--- WHAT IS EXPECTED ---
Pull each line containing "seed" out of the listing below.

--- PROVIDED INFORMATION ---
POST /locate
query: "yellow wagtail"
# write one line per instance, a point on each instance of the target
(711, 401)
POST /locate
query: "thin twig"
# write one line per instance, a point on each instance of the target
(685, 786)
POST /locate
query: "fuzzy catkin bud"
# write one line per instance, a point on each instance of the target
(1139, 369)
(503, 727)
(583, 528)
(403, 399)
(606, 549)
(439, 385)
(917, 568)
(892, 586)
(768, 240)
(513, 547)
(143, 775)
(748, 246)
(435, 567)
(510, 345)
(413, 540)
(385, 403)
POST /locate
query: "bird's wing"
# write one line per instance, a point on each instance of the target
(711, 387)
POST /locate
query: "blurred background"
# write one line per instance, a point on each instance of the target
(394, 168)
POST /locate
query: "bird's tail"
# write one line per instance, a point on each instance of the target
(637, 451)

...

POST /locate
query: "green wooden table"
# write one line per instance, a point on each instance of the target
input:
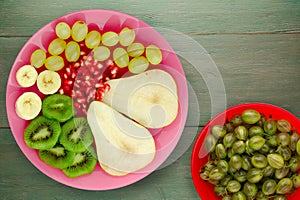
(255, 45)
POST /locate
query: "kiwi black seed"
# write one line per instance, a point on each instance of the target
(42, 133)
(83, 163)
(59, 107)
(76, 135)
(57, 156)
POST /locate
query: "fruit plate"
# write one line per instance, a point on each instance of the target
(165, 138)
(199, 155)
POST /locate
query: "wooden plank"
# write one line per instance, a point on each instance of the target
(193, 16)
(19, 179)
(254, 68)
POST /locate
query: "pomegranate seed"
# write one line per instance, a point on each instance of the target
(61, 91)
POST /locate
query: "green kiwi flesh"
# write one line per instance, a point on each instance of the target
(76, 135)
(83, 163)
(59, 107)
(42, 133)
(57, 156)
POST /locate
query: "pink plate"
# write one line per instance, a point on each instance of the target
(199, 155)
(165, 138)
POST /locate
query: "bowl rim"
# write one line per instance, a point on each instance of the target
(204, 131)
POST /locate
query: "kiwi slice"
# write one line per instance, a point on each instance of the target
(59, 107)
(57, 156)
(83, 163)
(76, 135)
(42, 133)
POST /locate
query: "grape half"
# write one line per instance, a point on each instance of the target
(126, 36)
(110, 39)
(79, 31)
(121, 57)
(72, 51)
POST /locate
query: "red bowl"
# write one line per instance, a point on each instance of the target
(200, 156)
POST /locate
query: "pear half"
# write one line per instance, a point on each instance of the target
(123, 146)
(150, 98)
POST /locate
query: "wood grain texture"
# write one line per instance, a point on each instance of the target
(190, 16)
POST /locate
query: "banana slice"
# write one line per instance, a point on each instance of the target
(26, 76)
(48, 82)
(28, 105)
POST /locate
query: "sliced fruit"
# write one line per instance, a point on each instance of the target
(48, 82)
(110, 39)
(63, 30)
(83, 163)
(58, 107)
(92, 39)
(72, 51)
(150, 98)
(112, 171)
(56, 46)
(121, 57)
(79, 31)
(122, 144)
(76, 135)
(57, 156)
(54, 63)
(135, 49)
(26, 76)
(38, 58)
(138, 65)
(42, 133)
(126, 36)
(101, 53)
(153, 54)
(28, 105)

* * *

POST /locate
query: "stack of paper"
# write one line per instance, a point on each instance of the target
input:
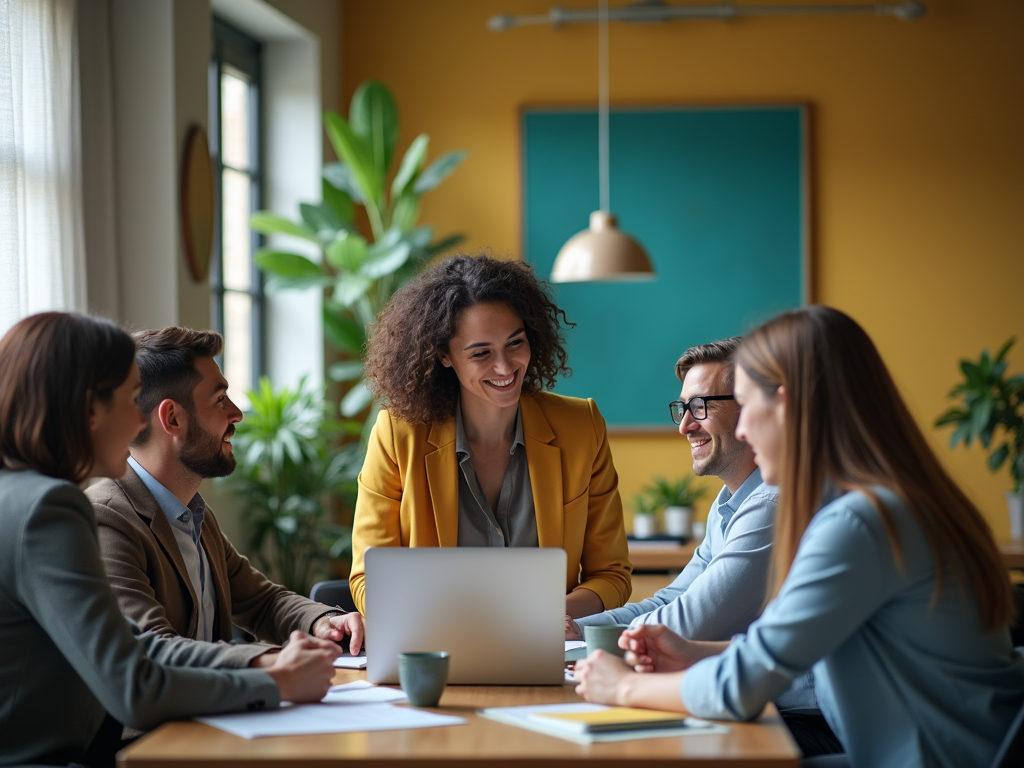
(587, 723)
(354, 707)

--- FINISHED EXERCISE ---
query: "kiwi black seed"
query: "pomegranate seed"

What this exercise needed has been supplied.